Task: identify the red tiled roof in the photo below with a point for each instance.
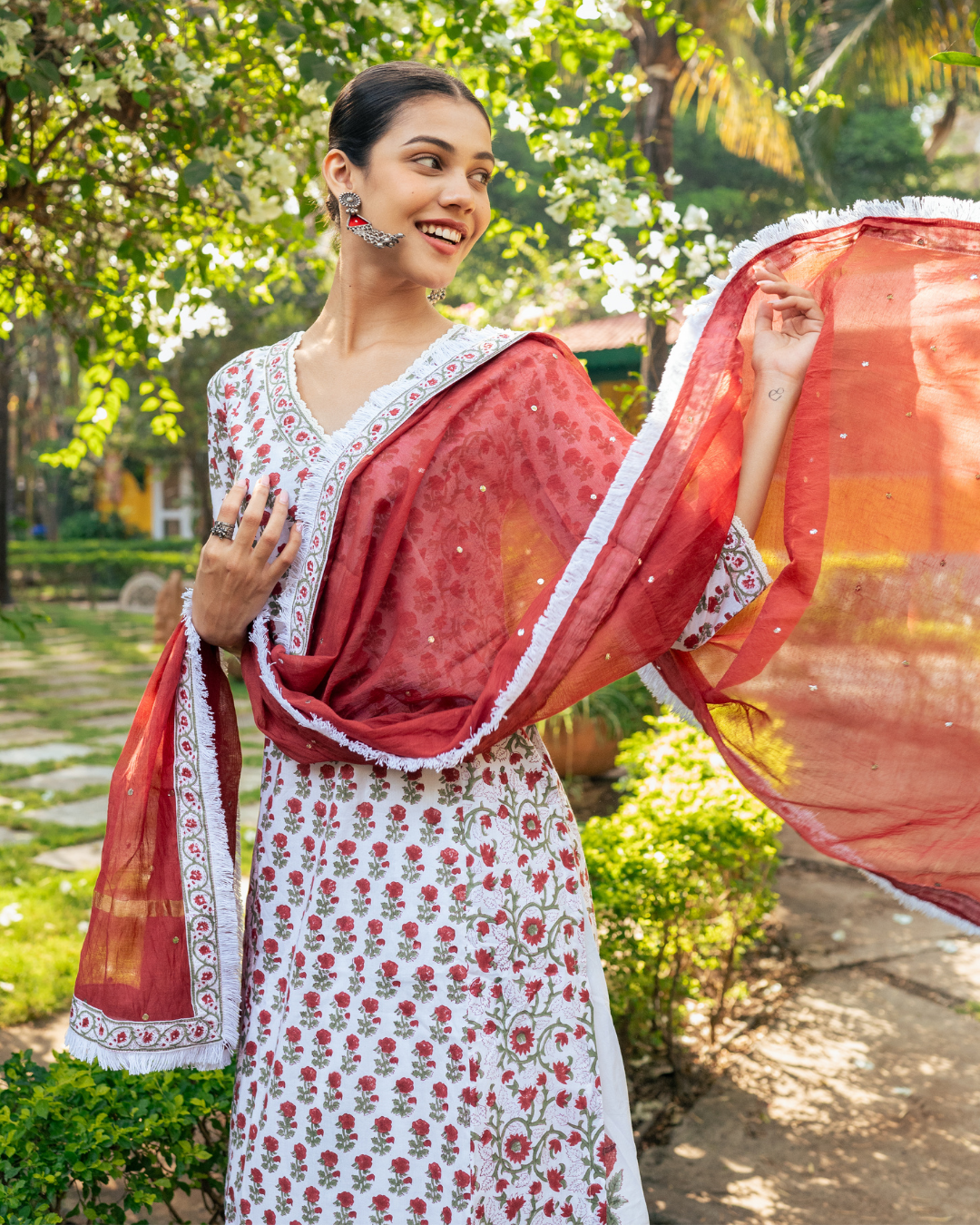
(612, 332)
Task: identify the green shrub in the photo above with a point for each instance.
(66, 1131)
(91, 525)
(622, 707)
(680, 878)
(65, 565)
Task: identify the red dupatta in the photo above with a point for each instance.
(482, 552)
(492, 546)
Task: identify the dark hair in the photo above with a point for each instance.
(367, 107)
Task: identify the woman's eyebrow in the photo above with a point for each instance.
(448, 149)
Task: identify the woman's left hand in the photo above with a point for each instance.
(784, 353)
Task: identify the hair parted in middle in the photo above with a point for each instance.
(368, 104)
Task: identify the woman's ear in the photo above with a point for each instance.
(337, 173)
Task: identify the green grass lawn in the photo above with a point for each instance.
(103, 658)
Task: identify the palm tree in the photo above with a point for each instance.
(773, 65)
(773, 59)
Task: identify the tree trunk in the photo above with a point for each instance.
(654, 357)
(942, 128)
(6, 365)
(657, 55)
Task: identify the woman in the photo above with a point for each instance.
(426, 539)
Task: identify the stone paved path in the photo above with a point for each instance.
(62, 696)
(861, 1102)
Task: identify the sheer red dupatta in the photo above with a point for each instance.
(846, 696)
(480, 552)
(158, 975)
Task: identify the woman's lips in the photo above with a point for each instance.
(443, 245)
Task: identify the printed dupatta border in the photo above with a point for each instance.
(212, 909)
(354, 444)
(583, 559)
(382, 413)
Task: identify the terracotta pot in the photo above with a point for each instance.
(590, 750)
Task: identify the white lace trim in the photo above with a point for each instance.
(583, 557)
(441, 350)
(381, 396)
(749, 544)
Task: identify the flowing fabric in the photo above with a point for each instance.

▬▬▬

▶ [Exercise goal]
The answer is the line holding "Task: identify the green shrub" and all the lines after it through the end of the records, repeated exactly.

▶ [Problem solution]
Task: identify the green shrub in the photo above with a point for each instance.
(66, 1131)
(91, 525)
(622, 707)
(680, 878)
(65, 565)
Task: identify the red dupatta in the photo above with a point for each instance.
(482, 552)
(492, 546)
Task: identify the dark hair in the photo above with a point for each instance.
(367, 107)
Task: identify the woman's eyebrow in the photo above with a point for each instance.
(448, 149)
Task: identify the woman's left hand in the photo above with a point for each instance.
(784, 353)
Task: identify the hair parted in middle in the photo above with a point for each instance.
(368, 104)
Task: identify the woman's ear in the photo above with a point for each instance.
(337, 173)
Task: identify the green grass lawn in the photo above with a point for each instance.
(103, 658)
Task: identify the palm tree in the photo above with a point for each instance.
(773, 65)
(773, 59)
Task: identify the tree trunk in the photo above with a point for each instance.
(654, 357)
(942, 128)
(6, 365)
(657, 55)
Task: identify the woman in the photo above with a point for each instance.
(426, 539)
Task: identify the stone paved path in the photo above with a point for each instance.
(62, 696)
(861, 1102)
Task: identify the sheer red dupatta in the photo above with a point for each instance.
(846, 696)
(480, 552)
(158, 975)
Task: identify the woman's lips in the photo above with a point for each instance.
(443, 245)
Task: identify the printed dupatta border in the photo above with a point for each instance.
(212, 909)
(354, 444)
(583, 559)
(382, 413)
Task: identify the terracotta pot in the photo above with a point for each instance.
(590, 750)
Task: identify the white lace trim in the photo above with a point for each instance.
(583, 557)
(441, 350)
(381, 396)
(749, 544)
Task: identify the flowing fabric in the photo above with a point for each instance.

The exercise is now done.